* [COSA SI CHIEDE]:
- A) Trascrivi il passo del brano sui Mondiali del 1966 che va da "Un altro mondo." a "Sì, lo ricordiamo bene.".
- B) Elenca tutti i Paesi nominati nel brano sui Mondiali del 1966.

* [BRANO DA LEGGERE]:
##########
Un altro mondo. Non si può immaginare ora una partita di calcio senza sostituzioni in corso d’opera.
Eppure all’edizione numero otto dei mondiali, quelli de “la regina d’Inghilterra era Pelé‘”, la regola ancora vige, senza scandalo, solo qua e là qualche voce avanti con i tempi.
Lo sappiamo bene. Lo ricordiamo bene. Era il 1966. Italia, noi. Nord Corea, loro.
Sì, lo ricordiamo bene.
Azzurro tenebra
Non c’erano sostituzioni, ma l’Italia quel martedì 19 luglio a Middlesbrough ci mette tanto altro di suo. Scelte, atteggiamento, due palle goal divorate in apertura, e soprattutto sì, l’infortunio di Giacomo Bulgarelli, fuorviante quattro sulla maglia, ma piedi da dieci puro. Si fa male Bulgarelli, si fa male e per davvero, al quel ginocchio che, si dice, qualche segnale di preoccupazione lo dava da giorni.
##########
* [DATI]:
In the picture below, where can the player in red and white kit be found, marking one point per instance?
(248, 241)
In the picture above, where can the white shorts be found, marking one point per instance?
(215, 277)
##########
* [RISPOSTE CORRETTE]:
- A)
Un altro mondo. Non si può immaginare ora una partita di calcio senza sostituzioni in corso d’opera.
Eppure all’edizione numero otto dei mondiali, quelli de “la regina d’Inghilterra era Pelé‘”, la regola ancora vige, senza scandalo, solo qua e là qualche voce avanti con i tempi.
Lo sappiamo bene. Lo ricordiamo bene. Era il 1966. Italia, noi. Nord Corea, loro.
Sì, lo ricordiamo bene.

- B) Inghilterra, Italia, Nord Corea